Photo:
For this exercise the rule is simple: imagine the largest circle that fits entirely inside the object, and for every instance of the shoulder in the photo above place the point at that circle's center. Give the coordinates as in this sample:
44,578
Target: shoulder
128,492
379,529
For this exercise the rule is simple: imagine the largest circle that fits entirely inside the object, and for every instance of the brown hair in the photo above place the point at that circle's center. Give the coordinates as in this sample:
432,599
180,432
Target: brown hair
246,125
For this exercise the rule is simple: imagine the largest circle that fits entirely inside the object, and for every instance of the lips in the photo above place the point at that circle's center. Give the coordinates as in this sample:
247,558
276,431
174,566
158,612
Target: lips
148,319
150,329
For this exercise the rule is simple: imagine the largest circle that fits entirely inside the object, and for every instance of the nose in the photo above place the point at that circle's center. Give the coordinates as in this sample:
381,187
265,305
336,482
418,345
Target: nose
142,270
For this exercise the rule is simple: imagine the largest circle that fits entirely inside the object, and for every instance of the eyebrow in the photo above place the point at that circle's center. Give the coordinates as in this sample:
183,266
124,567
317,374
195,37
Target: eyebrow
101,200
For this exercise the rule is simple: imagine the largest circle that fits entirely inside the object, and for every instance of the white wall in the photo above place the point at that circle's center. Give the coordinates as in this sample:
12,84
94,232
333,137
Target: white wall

+ + +

In the records above, return only the line that contains "Target: eyebrow" and every line after it through the last, exactly as they appear.

Target: eyebrow
101,200
For this exercise the rule is simple: imagine the largest circle that fits entirely inside the object, and for every instance of the white wall in the photo above place the point at that circle's center. Give the coordinates as in this sample:
12,84
94,232
333,137
Target: white wall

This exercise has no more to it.